- **SOURCE EXTRACT**
The revenue split is straightforward: about 45% comes from communications (telecom companies), 25% from manufacturing and financial services combined, and the rest from retail, healthcare, and government work. They’ve got operations across 90 countries serving 1,100+ clients globally.
The big differentiator?
They’re part of the Mahindra Group, which gives them muscle in manufacturing and automotive tech. They’ve been aggressively pushing into AI and cloud services lately - every major deal now has these elements baked in. The deal pipeline’s been strong with consistent large contract wins.
The Numbers Tell a Recovery Story
Revenue’s grown at just 6% annually over the past three years. That’s weak for an IT company. FY24 was brutal - profits dropped significantly as they bled margins trying to restructure the business. Things started improving from mid-FY25 onwards.
For FY25, they did ₹52,988 Crores in revenue with net profit of ₹4,253 Crores. That’s earnings per share of ₹43.43. The trailing twelve months through September 2025 shows revenue of ₹54,016 Crores with EPS at ₹45.81 - showing the recovery trend.
The latest quarter (Q2 FY26 ending September 2025) delivered ₹13,995 Crores in revenue and ₹1,202 Crores profit. Operating margins hit 15%, up from the 9% low during FY24. That’s six straight quarters of margin expansion - they’re executing the turnaround.

Rows from a dataset:
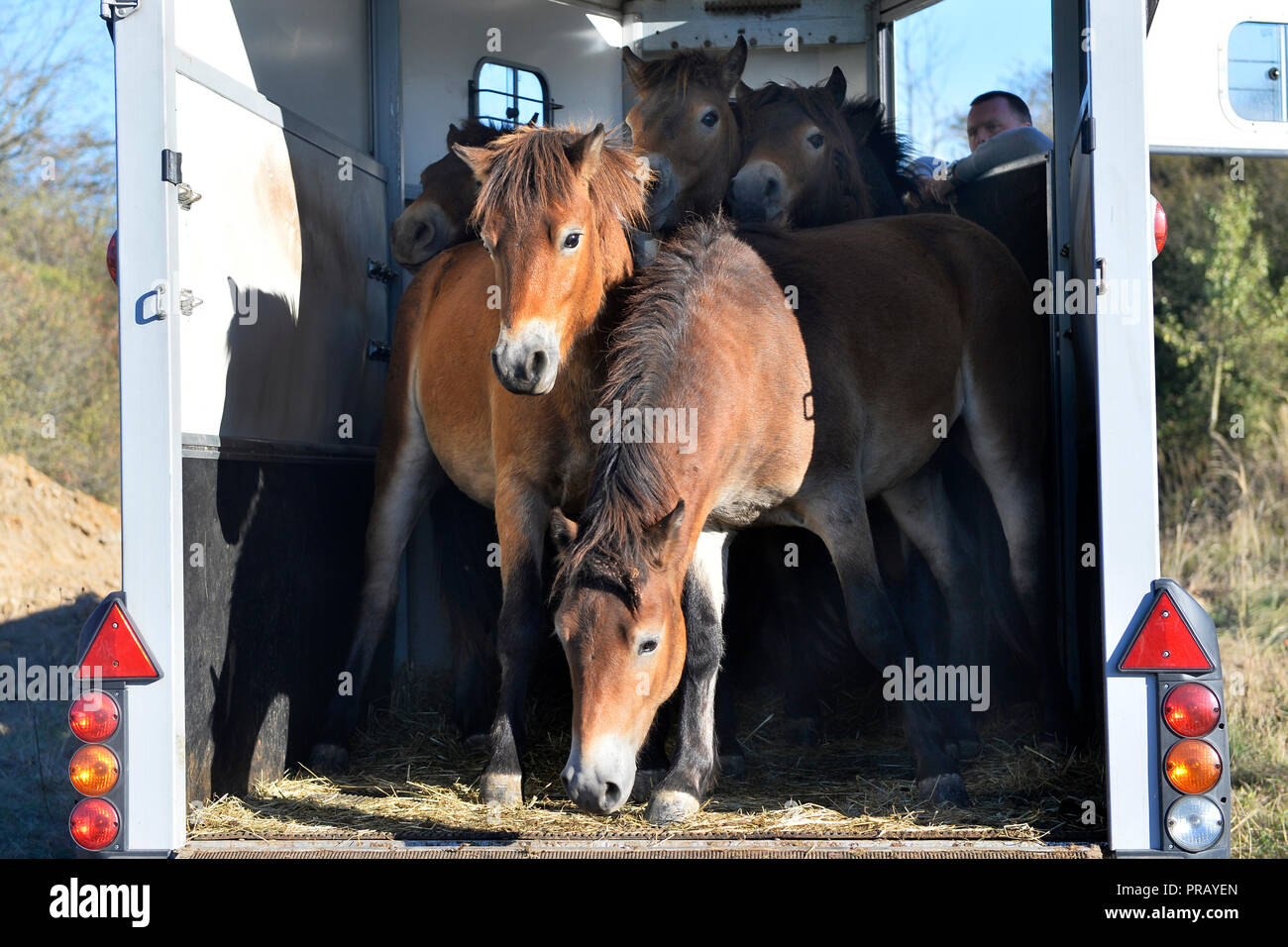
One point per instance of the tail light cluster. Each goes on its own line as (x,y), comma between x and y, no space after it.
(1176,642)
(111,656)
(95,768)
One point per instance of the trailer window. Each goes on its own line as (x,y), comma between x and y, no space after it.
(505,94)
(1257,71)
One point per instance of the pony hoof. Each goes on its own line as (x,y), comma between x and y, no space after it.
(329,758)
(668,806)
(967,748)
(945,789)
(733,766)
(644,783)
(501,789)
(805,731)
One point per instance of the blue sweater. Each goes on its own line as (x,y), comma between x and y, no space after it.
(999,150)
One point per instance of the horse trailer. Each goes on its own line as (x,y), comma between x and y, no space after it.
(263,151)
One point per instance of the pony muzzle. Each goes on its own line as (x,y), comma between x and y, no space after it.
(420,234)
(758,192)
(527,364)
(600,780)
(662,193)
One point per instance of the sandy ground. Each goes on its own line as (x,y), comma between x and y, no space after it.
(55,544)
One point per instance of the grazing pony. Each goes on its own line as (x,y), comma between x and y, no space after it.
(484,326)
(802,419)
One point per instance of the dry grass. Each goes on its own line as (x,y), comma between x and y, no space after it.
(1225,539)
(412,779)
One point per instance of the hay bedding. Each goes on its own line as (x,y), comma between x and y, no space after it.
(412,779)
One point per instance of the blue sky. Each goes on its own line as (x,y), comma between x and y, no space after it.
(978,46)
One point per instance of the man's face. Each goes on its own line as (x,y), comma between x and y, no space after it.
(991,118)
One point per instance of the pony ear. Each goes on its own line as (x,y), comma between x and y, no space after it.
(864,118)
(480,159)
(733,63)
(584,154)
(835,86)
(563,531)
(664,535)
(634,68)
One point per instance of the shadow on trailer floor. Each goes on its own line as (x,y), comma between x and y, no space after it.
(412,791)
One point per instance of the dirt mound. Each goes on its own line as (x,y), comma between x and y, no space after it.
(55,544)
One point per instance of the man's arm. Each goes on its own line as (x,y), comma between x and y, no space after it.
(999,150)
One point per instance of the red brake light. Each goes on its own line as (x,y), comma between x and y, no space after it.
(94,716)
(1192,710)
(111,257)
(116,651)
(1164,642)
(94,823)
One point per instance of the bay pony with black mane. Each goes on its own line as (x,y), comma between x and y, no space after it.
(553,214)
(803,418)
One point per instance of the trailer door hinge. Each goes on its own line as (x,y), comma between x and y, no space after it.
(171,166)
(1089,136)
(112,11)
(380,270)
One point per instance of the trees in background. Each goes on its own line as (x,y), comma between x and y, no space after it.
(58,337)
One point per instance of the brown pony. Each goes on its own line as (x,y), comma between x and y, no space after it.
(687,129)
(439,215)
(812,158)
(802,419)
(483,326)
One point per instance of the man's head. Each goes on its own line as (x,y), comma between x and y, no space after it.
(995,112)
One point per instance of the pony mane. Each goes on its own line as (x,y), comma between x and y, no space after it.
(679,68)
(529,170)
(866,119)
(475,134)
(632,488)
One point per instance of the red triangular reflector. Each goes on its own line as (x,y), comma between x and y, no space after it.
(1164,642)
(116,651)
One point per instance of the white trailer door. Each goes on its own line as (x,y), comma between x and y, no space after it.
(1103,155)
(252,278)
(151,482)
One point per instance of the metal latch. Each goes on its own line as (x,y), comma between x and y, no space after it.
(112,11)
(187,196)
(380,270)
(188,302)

- **WHAT THIS EXERCISE ASKS**
(A) Can you give the company profile again from "The revenue split" to "from mid-FY25 onwards.", with "communications" changed to "telecommunications"?
(B) Could you arrange the records, from the line with "One point per instance of the white" through the last line of the records, as a numbered list with both ends included and blank lines left out?

- **ANSWERS PER TASK**
(A)
The revenue split is straightforward: about 45% comes from telecommunications (telecom companies), 25% from manufacturing and financial services combined, and the rest from retail, healthcare, and government work. They’ve got operations across 90 countries serving 1,100+ clients globally.
The big differentiator?
They’re part of the Mahindra Group, which gives them muscle in manufacturing and automotive tech. They’ve been aggressively pushing into AI and cloud services lately - every major deal now has these elements baked in. The deal pipeline’s been strong with consistent large contract wins.
The Numbers Tell a Recovery Story
Revenue’s grown at just 6% annually over the past three years. That’s weak for an IT company. FY24 was brutal - profits dropped significantly as they bled margins trying to restructure the business. Things started improving from mid-FY25 onwards.

(B)
1. One point per instance of the white trailer door. Each goes on its own line as (x,y), comma between x and y, no space after it.
2. (1103,155)
3. (252,278)
4. (151,482)
5. One point per instance of the metal latch. Each goes on its own line as (x,y), comma between x and y, no space after it.
6. (112,11)
7. (187,196)
8. (380,270)
9. (188,302)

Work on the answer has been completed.